THE PROBLEM = Output the material below in full, exactly as it is.

DATA TO PROCESS =
########

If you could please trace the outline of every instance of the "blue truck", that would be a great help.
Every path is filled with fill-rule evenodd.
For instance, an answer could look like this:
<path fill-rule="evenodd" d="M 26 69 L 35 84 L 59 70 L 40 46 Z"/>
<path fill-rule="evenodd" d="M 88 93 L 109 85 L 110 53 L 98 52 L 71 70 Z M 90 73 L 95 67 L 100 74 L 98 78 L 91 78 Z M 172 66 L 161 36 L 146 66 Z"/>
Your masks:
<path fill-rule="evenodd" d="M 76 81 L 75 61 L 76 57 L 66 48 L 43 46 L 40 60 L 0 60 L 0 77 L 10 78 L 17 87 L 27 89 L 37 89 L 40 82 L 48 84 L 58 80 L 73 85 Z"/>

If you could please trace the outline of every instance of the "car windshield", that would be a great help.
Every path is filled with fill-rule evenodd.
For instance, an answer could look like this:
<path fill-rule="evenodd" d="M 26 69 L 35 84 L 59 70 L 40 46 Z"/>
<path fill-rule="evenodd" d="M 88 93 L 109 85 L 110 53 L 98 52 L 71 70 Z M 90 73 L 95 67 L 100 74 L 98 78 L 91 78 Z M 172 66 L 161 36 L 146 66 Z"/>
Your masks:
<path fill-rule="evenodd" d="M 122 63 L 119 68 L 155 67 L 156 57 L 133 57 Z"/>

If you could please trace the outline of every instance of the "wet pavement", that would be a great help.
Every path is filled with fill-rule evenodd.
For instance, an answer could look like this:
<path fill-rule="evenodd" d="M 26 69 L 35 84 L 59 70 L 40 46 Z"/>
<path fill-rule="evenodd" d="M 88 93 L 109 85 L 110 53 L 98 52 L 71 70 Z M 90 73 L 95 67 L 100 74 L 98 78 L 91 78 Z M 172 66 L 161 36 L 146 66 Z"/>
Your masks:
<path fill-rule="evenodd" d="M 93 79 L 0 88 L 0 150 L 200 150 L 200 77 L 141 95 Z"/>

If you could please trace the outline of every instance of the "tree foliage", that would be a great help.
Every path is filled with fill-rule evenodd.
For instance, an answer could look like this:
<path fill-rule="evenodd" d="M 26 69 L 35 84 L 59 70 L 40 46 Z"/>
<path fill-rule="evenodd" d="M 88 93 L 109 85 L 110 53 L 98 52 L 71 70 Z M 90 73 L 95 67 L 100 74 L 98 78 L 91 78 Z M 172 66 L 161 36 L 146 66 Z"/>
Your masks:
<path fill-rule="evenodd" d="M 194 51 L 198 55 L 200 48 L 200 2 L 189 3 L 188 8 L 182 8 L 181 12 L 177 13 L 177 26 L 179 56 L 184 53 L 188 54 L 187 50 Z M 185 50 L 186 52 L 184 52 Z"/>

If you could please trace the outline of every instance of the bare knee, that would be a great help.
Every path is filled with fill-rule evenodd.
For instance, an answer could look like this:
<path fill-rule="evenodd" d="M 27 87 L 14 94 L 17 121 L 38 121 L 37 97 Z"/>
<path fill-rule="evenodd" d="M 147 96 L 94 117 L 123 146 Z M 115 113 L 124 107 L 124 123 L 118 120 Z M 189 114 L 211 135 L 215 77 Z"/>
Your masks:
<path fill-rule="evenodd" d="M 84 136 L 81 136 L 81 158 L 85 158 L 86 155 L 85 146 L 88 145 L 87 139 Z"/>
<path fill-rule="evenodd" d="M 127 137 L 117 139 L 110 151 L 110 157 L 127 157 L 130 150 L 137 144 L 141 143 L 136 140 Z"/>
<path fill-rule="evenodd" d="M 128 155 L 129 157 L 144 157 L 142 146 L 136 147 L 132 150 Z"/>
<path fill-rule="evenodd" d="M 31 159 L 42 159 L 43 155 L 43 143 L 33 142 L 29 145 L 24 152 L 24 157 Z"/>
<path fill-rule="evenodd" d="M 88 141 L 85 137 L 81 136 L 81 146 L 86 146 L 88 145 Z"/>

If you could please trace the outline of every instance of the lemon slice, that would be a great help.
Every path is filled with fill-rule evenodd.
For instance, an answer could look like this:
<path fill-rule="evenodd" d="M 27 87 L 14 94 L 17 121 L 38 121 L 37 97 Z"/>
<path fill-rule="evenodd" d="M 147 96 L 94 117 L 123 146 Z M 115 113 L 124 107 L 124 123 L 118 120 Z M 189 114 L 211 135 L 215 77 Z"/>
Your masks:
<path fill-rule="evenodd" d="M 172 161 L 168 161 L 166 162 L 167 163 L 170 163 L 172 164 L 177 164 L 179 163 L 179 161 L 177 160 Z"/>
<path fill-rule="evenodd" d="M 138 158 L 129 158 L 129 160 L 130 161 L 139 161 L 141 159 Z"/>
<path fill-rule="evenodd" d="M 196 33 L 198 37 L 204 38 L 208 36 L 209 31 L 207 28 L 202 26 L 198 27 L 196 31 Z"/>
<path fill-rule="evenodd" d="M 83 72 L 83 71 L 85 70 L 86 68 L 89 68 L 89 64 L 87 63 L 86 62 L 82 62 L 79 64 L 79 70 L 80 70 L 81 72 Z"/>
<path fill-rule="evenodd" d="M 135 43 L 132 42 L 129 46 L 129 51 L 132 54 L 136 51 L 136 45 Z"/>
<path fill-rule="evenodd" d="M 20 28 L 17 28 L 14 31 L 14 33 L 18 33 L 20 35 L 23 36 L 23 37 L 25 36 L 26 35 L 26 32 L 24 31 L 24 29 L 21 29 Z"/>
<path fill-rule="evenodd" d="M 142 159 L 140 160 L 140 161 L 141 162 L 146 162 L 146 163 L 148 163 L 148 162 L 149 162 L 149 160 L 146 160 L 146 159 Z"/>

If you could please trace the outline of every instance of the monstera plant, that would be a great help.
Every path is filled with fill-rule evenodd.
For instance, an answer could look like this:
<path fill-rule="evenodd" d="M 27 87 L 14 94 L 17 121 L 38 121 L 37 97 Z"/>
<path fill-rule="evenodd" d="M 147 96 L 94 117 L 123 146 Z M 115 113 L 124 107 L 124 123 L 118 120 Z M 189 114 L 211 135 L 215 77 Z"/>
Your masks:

########

RESPONSE FOR THIS EXERCISE =
If you could please trace the outline of every instance of the "blue truck", that would be a great help.
Every path is filled with fill-rule evenodd.
For instance, an answer could look like this:
<path fill-rule="evenodd" d="M 26 69 L 35 84 L 59 70 L 40 46 Z"/>
<path fill-rule="evenodd" d="M 88 93 L 109 85 L 110 53 L 98 52 L 71 70 Z M 90 73 L 95 67 L 100 74 L 98 78 L 91 78 Z M 172 66 L 161 36 L 146 66 Z"/>
Your masks:
<path fill-rule="evenodd" d="M 76 81 L 75 61 L 76 57 L 66 48 L 43 46 L 40 60 L 0 60 L 0 77 L 10 78 L 17 87 L 27 89 L 37 89 L 40 82 L 48 84 L 58 80 L 73 85 Z"/>

If you could please trace the outline of every instance of the "car windshield", that would be a great help.
Every path is filled with fill-rule evenodd.
For instance, an answer could look like this:
<path fill-rule="evenodd" d="M 26 69 L 35 84 L 59 70 L 40 46 Z"/>
<path fill-rule="evenodd" d="M 88 93 L 109 85 L 110 53 L 98 52 L 71 70 Z M 90 73 L 95 67 L 100 74 L 98 78 L 91 78 Z M 172 66 L 161 36 L 146 66 Z"/>
Your masks:
<path fill-rule="evenodd" d="M 122 63 L 119 68 L 155 67 L 156 57 L 133 57 Z"/>

If you could please trace the outline of every instance of the "wet pavement", that would be a great help.
Every path is filled with fill-rule evenodd.
For instance, an answer could look like this:
<path fill-rule="evenodd" d="M 26 69 L 35 84 L 59 70 L 40 46 Z"/>
<path fill-rule="evenodd" d="M 88 93 L 109 85 L 110 53 L 98 52 L 71 70 Z M 90 73 L 95 67 L 100 74 L 98 78 L 91 78 Z M 172 66 L 161 36 L 146 66 Z"/>
Your masks:
<path fill-rule="evenodd" d="M 93 79 L 0 88 L 0 150 L 200 150 L 200 77 L 141 95 Z"/>

If you could please trace the outline of every instance of the "tree foliage", that would be a great help.
Every path is filled with fill-rule evenodd.
For instance, an answer could look like this:
<path fill-rule="evenodd" d="M 26 69 L 35 84 L 59 70 L 40 46 Z"/>
<path fill-rule="evenodd" d="M 88 93 L 109 85 L 110 53 L 98 52 L 71 70 Z M 90 73 L 95 67 L 100 74 L 98 78 L 91 78 Z M 172 66 L 161 36 L 146 66 Z"/>
Your masks:
<path fill-rule="evenodd" d="M 194 51 L 198 55 L 200 48 L 200 2 L 189 3 L 188 8 L 182 8 L 181 12 L 177 13 L 177 26 L 179 56 L 184 53 L 188 54 L 187 50 Z M 185 50 L 186 52 L 184 52 Z"/>

If you could please trace the outline of every instance of the bare knee, that would be a great help.
Every path is filled with fill-rule evenodd.
For instance, an answer could look like this:
<path fill-rule="evenodd" d="M 27 87 L 14 94 L 17 121 L 38 121 L 37 97 Z"/>
<path fill-rule="evenodd" d="M 147 96 L 94 117 L 123 146 Z M 115 113 L 124 107 L 124 123 L 118 120 Z M 189 114 L 211 135 L 215 77 Z"/>
Your masks:
<path fill-rule="evenodd" d="M 84 136 L 81 136 L 81 158 L 85 158 L 86 155 L 85 146 L 88 145 L 87 139 Z"/>
<path fill-rule="evenodd" d="M 127 137 L 117 139 L 110 151 L 110 157 L 127 157 L 130 150 L 137 144 L 141 143 L 136 140 Z"/>
<path fill-rule="evenodd" d="M 128 155 L 129 157 L 144 157 L 142 146 L 136 147 L 132 150 Z"/>
<path fill-rule="evenodd" d="M 31 159 L 42 159 L 43 155 L 43 143 L 33 142 L 29 145 L 24 152 L 24 157 Z"/>
<path fill-rule="evenodd" d="M 88 141 L 85 137 L 81 136 L 81 146 L 86 146 L 88 145 Z"/>

If you could please trace the outline of every instance of the lemon slice, that would be a great help.
Every path is filled with fill-rule evenodd.
For instance, an answer could look like this:
<path fill-rule="evenodd" d="M 27 87 L 14 94 L 17 121 L 38 121 L 37 97 Z"/>
<path fill-rule="evenodd" d="M 147 96 L 94 117 L 123 146 Z M 115 113 L 124 107 L 124 123 L 118 120 Z M 189 114 L 211 135 L 215 77 Z"/>
Your masks:
<path fill-rule="evenodd" d="M 172 161 L 168 161 L 166 162 L 167 163 L 170 163 L 172 164 L 177 164 L 179 163 L 179 161 L 177 160 Z"/>
<path fill-rule="evenodd" d="M 138 158 L 129 158 L 129 160 L 130 161 L 139 161 L 141 159 Z"/>
<path fill-rule="evenodd" d="M 196 33 L 198 37 L 204 38 L 208 36 L 209 31 L 207 28 L 202 26 L 198 27 L 196 31 Z"/>
<path fill-rule="evenodd" d="M 83 72 L 83 71 L 85 70 L 86 68 L 89 68 L 89 64 L 87 63 L 86 62 L 82 62 L 79 64 L 79 70 L 80 70 L 81 72 Z"/>
<path fill-rule="evenodd" d="M 135 43 L 132 42 L 129 46 L 129 51 L 132 54 L 136 51 L 136 45 Z"/>
<path fill-rule="evenodd" d="M 20 28 L 17 28 L 14 31 L 14 33 L 18 33 L 20 35 L 23 36 L 23 37 L 25 36 L 26 35 L 26 32 L 24 31 L 24 29 L 21 29 Z"/>
<path fill-rule="evenodd" d="M 142 159 L 140 160 L 140 161 L 141 162 L 146 162 L 146 163 L 148 163 L 148 162 L 149 162 L 149 160 L 146 160 L 146 159 Z"/>

If you could please trace the outline of every instance of the monstera plant, that would be a great help.
Every path is filled with fill-rule evenodd.
For instance, an answer could look like this:
<path fill-rule="evenodd" d="M 27 87 L 14 94 L 17 121 L 38 121 L 37 97 Z"/>
<path fill-rule="evenodd" d="M 147 96 L 94 117 L 123 146 Z M 115 113 L 124 107 L 124 123 L 118 120 Z M 189 114 L 211 135 L 215 77 Z"/>
Your masks:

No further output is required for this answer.